Can You Over-Improve A House That You Never Plan To Sell?

Design

This is a question I’ve been thinking about quite a bit lately. Is the concept of over-improving a house even a consideration if you never plan to sell? Now obviously, if you buy a house and plan to live there for just a few years and then sell it and move on, over-improving the house is something you’d want to keep in mind. You can’t just pour all kinds of money into the house and expect to recoup that money when you sell the house if the cost of the improvements you’ve added place the house way out of the price range of the neighborhood. I think most people understand that concept.

But what if you buy a house and you never intend to sell? What if that house is going to be your forever home, and you want it just so, and you’re willing to put the money into it to make it just so, and recouping the money at a later date isn’t something you even consider because you don’t plan to sell?

Obviously, the reason I’ve been thinking about this is because (1) I’m currently working on the final room of our current house (my studio), (2) I have some things I want to go back and change in previous rooms, (3) we’re about to start on an addition, (4) I’d still like to build a workshop in the back yard, and (5) I have lots of landscaping plans for the future, including lots of plants, a walking track, and a few structures (pergola, a new storage shed, etc.)

══════

• _Problems and tasks_
1 - Answer these questions about the post on over-improving a house:
(a) Why can't a seller expect to recoup money spent on improvements that put the house well above the neighborhood's price range?
(b) What does the post call a house that its owner intends never to sell?
(c) Which room of the current house is the writer working on as the final one?
2 - Rewrite the post on over-improving a house from "This is a question" up to and including "understand that concept.", using "area" in place of "neighborhood".
3 - Carry on the post about over-improving a house you never plan to sell, starting right after its last sentence.

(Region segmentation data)
══════

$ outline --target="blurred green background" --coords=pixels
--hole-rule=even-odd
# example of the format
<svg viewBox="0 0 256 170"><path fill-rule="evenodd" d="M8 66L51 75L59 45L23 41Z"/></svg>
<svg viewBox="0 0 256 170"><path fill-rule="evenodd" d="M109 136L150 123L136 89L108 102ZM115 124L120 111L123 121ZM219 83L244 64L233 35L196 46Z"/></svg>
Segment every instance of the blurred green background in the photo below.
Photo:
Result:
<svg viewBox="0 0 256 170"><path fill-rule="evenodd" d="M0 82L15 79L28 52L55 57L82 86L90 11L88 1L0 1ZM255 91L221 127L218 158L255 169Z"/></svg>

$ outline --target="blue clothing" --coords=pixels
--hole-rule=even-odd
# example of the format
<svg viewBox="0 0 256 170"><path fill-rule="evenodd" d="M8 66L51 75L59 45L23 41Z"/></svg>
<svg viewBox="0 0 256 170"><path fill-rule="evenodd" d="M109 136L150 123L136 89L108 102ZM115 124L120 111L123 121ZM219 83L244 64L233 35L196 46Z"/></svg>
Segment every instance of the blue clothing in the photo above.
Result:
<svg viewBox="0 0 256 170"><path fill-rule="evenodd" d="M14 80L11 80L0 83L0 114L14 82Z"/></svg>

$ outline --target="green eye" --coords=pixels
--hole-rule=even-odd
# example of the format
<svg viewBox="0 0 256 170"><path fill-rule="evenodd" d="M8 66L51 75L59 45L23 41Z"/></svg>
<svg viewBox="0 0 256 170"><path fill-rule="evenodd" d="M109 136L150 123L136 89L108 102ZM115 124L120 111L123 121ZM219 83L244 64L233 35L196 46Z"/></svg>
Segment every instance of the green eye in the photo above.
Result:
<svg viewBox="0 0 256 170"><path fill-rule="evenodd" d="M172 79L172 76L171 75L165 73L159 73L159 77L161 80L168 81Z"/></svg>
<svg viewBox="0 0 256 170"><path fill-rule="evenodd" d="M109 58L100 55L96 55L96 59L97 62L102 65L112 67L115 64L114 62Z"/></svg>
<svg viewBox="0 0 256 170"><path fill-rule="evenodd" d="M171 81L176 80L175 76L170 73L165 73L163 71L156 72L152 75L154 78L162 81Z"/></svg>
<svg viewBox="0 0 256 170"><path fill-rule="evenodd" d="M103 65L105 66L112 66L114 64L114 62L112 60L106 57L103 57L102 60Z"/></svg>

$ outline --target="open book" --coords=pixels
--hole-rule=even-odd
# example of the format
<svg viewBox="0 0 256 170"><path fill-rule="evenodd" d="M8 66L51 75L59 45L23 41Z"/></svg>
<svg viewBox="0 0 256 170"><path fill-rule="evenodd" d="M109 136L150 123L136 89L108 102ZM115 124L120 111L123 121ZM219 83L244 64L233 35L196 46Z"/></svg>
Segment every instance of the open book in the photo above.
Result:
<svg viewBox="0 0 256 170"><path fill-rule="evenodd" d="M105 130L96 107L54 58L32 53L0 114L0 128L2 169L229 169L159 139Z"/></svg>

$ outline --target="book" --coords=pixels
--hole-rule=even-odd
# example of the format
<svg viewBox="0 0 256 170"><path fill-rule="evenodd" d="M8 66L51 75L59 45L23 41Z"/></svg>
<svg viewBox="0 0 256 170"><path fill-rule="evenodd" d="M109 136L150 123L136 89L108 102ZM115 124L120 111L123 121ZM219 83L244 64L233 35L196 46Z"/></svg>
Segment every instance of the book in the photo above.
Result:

══════

• _Results for the exercise_
1 -
(a) The cost of the improvements places the house way out of the price range of the neighborhood.
(b) A forever home.
(c) The writer's studio.

2 -
This is a question I’ve been thinking about quite a bit lately. Is the concept of over-improving a house even a consideration if you never plan to sell? Now obviously, if you buy a house and plan to live there for just a few years and then sell it and move on, over-improving the house is something you’d want to keep in mind. You can’t just pour all kinds of money into the house and expect to recoup that money when you sell the house if the cost of the improvements you’ve added place the house way out of the price range of the area. I think most people understand that concept.

3 -
Many of you who have been with me on this journey will remember that we bought our house for $80,000 in August 2013. It was in rough shape, and in desperate need of some attention. But it had “good bones” and sat on a one-acre lot in a pretty quiet neighborhood, so I was sure it was the one. And somehow I was able to see the possibilities even though almost no one else could.

Living Room – Before

I have never kept a running total of how much we’ve spend on our house because we’ve always had the mindset that we’ll do whatever it takes to make the house what we want, customized for us, and we’ll stop when it feels finished to us. But while I don’t have a total, I do remember the big numbers for the biggest projects.

The first remodel I did in the house was the kitchen. I DIYed the whole thing to keep costs as low as possible, and it ended up costing $10,000.

unfinished stock oak cabinets used in my kitchen remodel
Kitchen – After

And now here I am considering an all new kitchen remodel when we do our addition. (I did that previous kitchen remodel ten years ago using the cheapest materials I could find because that’s all we could afford, so an upgrade after a decade seems reasonable to me.)

The hallway bathroom was the second remodel I did in the house, and if I remember correctly, that came in around $9000. This was the very first remodel, but since then, it got a colorful makeover, and after I finish the studio, it’s going to get another new look.

Small bathroom remodel - before and after

The original studio remodel (i.e., just to get change the structure from a garage to an actual interior room) came in around $40,000, which included the addition of a half bathroom and an HVAC system for these rooms. That cost didn’t include insulation, drywall, flooring, or any of the finishing details. All that paid for was getting it to this point.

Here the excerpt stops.